● PROBLEM STATEMENT:
Transcribe the passage on load cell probing, starting with "The good news" and going on through "load cell endstop.".

[start of DOCUMENT TEXT]

Unfortunately, 13 bits cannot be configured. I think, a resolution loss of one bit is even ok (12 bits give me 128 SPS). I am currently achieving repeat accuracies of 2 micrometers or so, which is already a lot better than the repeat accuracy of the end switches. I am not even sure if losing a bit of precision has any impact on that at all. So I guess, using full speed at 128 SPS with a maximum gain of 8 is definitively worth a try, even if I don’t (yet) use an EMA filter.

Of course, these considerations are quite specific to my printer model, but the generic message is: the ADC resolution is not super critical, 12 bits are probably fine (if the gain is properly chosen).

I will try that out soonish.

PS: Even with delta-sigma ADCs, averaging is not the same as more precise conversions, if the analogue signal has low noise (much lower than quantisation noise). You will often read the same value and won’t gain any information by averaging. The load cell read out of my printer is actually quite low noise, since the bit resolution is already very low. I have roughly 1 ADC count per gram weight.

PROBE_ACCURACY

… and then it shut down. The load cell encountered an error and the endstop immediately shut down the MCU. The error is a bug but the shutdown is expected safety behavior. So it can probe! :smiley: But its totally unreliable :weary:

The good news is it can pick up a collision event long before the frame of the printer shows any signs of deformation. This is with a 1KG load cell. I have a 5KG one that I need to print a test fixture for. Code is updated to fix shameful bugs in the c code. Also I implemented a basic calibration routine that can pick parameters for the load cell endstop.

Bad news is there are bugs I need to investigate:

  • Sometimes QUERY_PROBE reports TRIGGERED and stays that way until the endstop is reset. The graph shows that it is for sure not triggered. Thats a bug.

[end of DOCUMENT TEXT]
[start of MATERIAL SHOWN]

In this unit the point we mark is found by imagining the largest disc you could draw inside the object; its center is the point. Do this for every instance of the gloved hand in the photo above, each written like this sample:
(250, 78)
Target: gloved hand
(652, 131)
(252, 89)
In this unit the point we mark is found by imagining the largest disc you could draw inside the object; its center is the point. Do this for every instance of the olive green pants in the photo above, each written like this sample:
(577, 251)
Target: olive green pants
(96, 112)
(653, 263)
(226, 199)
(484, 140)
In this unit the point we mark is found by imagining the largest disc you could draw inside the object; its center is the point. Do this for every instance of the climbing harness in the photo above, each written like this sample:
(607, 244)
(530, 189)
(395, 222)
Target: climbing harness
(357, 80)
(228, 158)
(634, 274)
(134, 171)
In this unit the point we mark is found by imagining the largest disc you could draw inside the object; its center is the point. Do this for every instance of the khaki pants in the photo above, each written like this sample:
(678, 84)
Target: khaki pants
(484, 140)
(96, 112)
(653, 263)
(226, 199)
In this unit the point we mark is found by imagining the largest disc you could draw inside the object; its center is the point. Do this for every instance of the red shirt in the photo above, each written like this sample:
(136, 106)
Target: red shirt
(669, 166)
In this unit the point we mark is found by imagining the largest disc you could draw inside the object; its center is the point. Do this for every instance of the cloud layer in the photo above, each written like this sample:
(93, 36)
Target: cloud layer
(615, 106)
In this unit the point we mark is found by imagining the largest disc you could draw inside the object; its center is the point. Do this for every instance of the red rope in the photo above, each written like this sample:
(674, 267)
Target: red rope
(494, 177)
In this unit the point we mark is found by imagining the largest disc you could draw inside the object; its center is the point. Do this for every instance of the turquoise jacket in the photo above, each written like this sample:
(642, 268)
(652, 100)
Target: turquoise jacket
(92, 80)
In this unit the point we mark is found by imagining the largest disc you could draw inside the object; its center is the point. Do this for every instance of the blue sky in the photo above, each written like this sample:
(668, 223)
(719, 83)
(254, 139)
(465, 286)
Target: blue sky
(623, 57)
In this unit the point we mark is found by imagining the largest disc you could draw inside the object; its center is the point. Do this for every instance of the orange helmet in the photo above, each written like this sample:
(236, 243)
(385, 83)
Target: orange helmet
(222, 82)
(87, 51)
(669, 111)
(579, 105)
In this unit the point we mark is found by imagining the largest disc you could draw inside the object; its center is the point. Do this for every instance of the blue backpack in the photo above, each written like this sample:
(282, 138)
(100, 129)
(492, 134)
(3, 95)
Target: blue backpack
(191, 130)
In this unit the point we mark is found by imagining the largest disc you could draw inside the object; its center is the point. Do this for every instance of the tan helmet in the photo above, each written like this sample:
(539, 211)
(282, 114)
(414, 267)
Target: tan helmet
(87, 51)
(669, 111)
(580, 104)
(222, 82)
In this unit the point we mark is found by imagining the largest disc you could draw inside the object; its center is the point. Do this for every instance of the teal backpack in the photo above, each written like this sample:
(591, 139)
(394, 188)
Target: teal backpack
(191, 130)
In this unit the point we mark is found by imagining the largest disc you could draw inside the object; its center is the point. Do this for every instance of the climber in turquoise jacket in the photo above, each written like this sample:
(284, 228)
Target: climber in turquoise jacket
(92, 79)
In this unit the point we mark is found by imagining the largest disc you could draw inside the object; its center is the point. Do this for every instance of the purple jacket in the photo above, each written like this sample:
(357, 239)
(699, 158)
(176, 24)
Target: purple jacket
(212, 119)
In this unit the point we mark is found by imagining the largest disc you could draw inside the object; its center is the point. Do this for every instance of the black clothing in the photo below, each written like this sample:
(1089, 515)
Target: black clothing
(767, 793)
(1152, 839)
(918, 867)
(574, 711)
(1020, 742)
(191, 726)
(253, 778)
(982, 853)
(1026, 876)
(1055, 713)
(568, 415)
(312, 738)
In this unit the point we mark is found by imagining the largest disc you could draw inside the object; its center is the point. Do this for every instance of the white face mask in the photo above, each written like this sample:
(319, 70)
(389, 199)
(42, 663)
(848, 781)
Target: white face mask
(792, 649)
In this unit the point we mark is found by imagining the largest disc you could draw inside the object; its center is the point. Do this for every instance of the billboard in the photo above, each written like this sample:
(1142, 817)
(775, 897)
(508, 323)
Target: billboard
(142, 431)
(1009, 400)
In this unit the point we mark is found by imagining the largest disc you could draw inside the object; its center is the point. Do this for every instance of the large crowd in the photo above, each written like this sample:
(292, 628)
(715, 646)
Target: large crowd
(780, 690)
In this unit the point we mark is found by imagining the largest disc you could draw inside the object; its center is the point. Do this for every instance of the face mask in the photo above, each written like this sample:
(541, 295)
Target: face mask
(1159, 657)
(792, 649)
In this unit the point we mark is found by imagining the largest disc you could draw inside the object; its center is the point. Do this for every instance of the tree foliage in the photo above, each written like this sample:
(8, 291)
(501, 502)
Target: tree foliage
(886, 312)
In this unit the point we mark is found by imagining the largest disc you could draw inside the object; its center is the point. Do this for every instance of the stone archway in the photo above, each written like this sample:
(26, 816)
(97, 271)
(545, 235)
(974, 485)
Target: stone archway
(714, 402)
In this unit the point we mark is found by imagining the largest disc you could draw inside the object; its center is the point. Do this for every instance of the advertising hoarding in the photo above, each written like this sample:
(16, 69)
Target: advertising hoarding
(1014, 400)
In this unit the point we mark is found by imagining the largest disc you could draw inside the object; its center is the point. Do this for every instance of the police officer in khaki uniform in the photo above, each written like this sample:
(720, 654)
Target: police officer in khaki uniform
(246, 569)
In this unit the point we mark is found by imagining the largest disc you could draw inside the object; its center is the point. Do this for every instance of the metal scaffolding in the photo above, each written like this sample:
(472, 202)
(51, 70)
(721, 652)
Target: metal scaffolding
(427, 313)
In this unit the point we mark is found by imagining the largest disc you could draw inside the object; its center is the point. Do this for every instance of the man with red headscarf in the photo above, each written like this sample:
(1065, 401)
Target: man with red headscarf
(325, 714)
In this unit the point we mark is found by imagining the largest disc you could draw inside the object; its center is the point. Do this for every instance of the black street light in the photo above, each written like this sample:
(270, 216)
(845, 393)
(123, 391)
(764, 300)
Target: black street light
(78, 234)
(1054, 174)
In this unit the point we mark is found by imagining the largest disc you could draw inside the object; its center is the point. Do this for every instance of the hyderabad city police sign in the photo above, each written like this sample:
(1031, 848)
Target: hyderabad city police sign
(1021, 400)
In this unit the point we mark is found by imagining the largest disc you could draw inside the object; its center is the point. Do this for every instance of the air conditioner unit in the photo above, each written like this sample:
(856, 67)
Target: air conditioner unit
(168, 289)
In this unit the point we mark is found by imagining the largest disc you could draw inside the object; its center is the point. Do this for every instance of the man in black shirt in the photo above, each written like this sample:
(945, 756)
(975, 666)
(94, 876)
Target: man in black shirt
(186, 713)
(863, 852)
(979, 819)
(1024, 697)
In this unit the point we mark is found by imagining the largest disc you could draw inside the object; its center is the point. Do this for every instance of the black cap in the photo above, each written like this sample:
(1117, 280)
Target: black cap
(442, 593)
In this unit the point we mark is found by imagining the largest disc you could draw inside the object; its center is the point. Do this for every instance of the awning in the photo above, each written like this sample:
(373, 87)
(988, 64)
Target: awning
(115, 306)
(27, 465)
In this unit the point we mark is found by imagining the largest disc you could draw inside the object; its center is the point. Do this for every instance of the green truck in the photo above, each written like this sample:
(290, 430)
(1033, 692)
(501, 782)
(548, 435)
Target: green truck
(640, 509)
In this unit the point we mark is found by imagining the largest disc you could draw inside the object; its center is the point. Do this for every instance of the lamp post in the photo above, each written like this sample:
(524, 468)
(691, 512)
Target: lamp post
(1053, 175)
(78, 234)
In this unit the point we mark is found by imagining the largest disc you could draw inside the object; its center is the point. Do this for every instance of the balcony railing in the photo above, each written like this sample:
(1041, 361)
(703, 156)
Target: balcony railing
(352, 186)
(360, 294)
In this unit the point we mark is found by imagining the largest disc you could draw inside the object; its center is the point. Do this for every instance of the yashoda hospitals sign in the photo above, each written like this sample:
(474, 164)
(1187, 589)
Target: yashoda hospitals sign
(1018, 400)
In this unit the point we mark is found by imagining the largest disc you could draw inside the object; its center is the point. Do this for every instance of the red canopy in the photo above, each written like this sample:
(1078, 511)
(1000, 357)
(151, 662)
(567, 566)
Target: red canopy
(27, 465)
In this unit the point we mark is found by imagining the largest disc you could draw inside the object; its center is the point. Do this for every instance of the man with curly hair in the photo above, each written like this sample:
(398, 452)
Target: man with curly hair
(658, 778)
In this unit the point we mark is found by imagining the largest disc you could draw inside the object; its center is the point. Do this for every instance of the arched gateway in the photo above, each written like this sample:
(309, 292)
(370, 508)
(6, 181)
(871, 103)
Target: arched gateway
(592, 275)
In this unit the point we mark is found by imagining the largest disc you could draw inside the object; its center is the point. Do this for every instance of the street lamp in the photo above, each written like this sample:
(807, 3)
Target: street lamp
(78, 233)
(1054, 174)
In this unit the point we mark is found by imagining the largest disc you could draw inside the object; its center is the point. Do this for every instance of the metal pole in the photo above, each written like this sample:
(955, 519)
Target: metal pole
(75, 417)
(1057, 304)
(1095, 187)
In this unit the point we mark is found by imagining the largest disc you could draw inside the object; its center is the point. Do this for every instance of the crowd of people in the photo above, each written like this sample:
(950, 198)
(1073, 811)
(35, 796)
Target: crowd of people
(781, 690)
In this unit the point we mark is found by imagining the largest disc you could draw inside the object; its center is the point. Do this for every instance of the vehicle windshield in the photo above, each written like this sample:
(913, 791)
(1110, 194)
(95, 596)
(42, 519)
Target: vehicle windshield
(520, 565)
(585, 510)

[end of MATERIAL SHOWN]

● OUTPUT FOR THIS EXERCISE:
The good news is it can pick up a collision event long before the frame of the printer shows any signs of deformation. This is with a 1KG load cell. I have a 5KG one that I need to print a test fixture for. Code is updated to fix shameful bugs in the c code. Also I implemented a basic calibration routine that can pick parameters for the load cell endstop.